Создание новой науки, открывшее эпоху в истории философии вообще, было и в логике началом второй эпохи – эпохи индуктивной логики. Не Бэкон, человек дилетантского склада ума и любитель разных планов, а сам творец новой науки создал и «Новый органон». Индуктивный метод Бэкона стоит даже фактически ниже аристотелевского, и если не считать небольшой поправки о принятии во внимание и «отрицательных инстанций», то в нем нет ничего нового. Аристотель указал индукции надлежащее место. Индуктивный вывод он рассматривает как обращение дедуктивного. В то время, как дедуктивный вывод, силлогизм, при помощи среднего термина показывает, что больший термин принадлежит меньшему, индукция должна при помощи меньшего термина показать, что больший термин принадлежит среднему. Она должна находить большие посылки силлогизмов. Аристотель стремится индуктивно, посредством отдельных случаев, показать общую связь двух понятий (употребляя для этого причудливый пример понятий: обладать долговечностью и не иметь желчи); его умозаключение покоится на том, что один и тот же предмет обладает двумя различными свойствами. Бэкон, напротив, исследует различные случаи нахождения одного и того же свойства или явления (теплоты в его примере), стремясь индуктивно прийти к определению его сущности или «формы». По способу Аристотеля мы и теперь еще (если взять осмысленный пример) заключаем о связи между двойным преломлением и одноосной формой кристалла, между тем как по методу Бэкона никто еще не сделал индуктивного вывода, и даже самому Бэкону это не удалось, потому что его «таблица нахождения» теплоты оканчивается весьма характерным «и так далее».

ЗАДАНИЯ:
[1] Изложите короче или в виде списка абзац отрывка об индуктивной логике, начинающийся словами «Создание новой науки», сохранив его основные факты.
[2] Продолжите отрывок об индуктивной логике, начав сразу после его последнего предложения.

ЗАФИКСИРОВАННЫЕ ДАННЫЕ:
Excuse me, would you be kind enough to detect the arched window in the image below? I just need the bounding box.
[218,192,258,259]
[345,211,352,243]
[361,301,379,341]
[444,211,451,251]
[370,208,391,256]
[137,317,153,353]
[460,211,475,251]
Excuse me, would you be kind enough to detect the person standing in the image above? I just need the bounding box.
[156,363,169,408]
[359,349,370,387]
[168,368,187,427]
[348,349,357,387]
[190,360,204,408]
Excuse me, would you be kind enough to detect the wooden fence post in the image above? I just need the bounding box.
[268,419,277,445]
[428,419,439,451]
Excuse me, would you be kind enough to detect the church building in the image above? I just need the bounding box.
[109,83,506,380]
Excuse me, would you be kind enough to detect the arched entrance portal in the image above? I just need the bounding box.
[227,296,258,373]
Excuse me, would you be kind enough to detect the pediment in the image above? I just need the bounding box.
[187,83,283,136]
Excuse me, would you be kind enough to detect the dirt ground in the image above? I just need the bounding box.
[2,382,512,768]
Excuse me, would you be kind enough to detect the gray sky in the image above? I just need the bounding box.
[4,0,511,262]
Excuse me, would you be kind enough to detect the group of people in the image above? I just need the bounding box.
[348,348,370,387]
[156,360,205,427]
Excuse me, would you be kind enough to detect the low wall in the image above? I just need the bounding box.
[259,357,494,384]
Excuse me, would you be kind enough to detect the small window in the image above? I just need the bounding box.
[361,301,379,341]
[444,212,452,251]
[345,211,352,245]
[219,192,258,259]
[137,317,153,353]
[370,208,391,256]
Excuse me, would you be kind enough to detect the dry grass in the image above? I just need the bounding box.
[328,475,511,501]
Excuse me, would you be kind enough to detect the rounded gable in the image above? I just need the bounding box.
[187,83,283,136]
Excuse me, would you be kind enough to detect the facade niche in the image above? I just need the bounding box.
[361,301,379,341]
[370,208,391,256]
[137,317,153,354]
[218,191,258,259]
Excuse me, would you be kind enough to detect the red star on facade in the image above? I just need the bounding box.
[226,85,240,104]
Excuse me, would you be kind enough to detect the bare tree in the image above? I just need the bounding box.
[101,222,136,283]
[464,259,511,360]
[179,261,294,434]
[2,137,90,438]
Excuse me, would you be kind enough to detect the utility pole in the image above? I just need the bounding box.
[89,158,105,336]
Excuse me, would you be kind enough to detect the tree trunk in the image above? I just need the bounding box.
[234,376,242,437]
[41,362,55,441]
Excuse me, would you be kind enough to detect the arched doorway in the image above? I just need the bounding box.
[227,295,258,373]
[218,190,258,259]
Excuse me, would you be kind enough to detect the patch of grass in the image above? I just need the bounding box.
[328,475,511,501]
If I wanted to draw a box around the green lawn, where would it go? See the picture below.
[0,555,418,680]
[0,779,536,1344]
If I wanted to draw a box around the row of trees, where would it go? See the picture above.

ОТВЕТЫ:
[1]
- Создание новой науки положило начало второй эпохе в логике, эпохе индуктивной логики. «Новый органон» создал не Бэкон, а сам творец новой науки.
- Индуктивный метод Бэкона фактически ниже аристотелевского. Кроме поправки об учете «отрицательных инстанций», нового в нем нет.
- Аристотель рассматривал индукцию как обращение дедуктивного вывода. Через меньший термин она показывает, что больший термин принадлежит среднему, и должна находить большие посылки силлогизмов.
- Аристотель выводит общую связь двух понятий из того, что один и тот же предмет обладает двумя различными свойствами. Бэкон исследует различные случаи одного свойства (теплоты), чтобы определить его сущность, или «форму».
- По способу Аристотеля заключают и теперь, например о связи двойного преломления с одноосной формой кристалла. По методу Бэкона индуктивного вывода не сделал никто, даже сам Бэкон: его «таблица нахождения» теплоты оканчивается словами «и так далее».

[2]
Но ни путь Бэкона, ни аристотелевский прием не приводят к цели. Мы хотим знать, в какой зависимости находятся, если остаться при прежнем примере, двойное преломление и кристаллическая форма; мы хотим знать, как эта форма является причиной преломления, но именно этого не в состоянии объяснить одна индукция. Самое большее, что она в состоянии дать, это эмпирическое правило как материал для искомого объяснения, но не само объяснение. К этому объяснению вообще нельзя прийти путем сравнения отдельных случаев и абстракции наблюдаемых общих им признаков. Первый это познал Галилей. Он высказал мысль, что чистой индукцией нельзя дойти до какого-либо более ценного познания. Ибо если индуктивный вывод должен быть сделан на основании всех единичных случаев, то он невозможен там, где нельзя исчерпать всех случаев, и бесполезен тогда, когда он возможен. Он может только подвести итоги отдельных случаев и выразить в эмпирически общем положении то, что мы и так знаем, не прибавляя решительно ничего нового относительно познания природы этих случаев. Галилей ставит поэтому на место сравнения всех или многих однородных случаев анализ отдельного случая: абстракцию он заменяет анализом. Правильность этого приема тотчас же становится очевидной, как только мы примем во внимание, что уже каждое отдельное событие в природе, взятое само по себе, должно заключать в себе закон своего совершения. Так что обнаружение этого закона в одном случае дает понимание всех однородных случаев, и обобщение является здесь следствием познания, а не наоборот – не познание следствием обобщения. Этим был найден новый вид понятий – понятий законов, и научное познание было поставлено пред новой задачей.

Аналитический метод был, собственно, не чужд и древности. Платон открыл его, по всей вероятности, когда он пытался решить некоторые геометрические задачи. В применении к проблемам чистой философии он известен под именем «гипотетического разбора понятий», как его первый, кажется, назвал Целлер, ссылаясь на изречения Платона. Метод состоит в том, что допущение, введенное с целью решения задачи, поверяется путем его последовательного развития и сравнения следствий с данным или признанным. Подчиняющей дедукции силлогизма, таким образом, противопоставляется конструирующая дедукция, а что она ведет к прогрессу познания – не нуждается в доказательстве.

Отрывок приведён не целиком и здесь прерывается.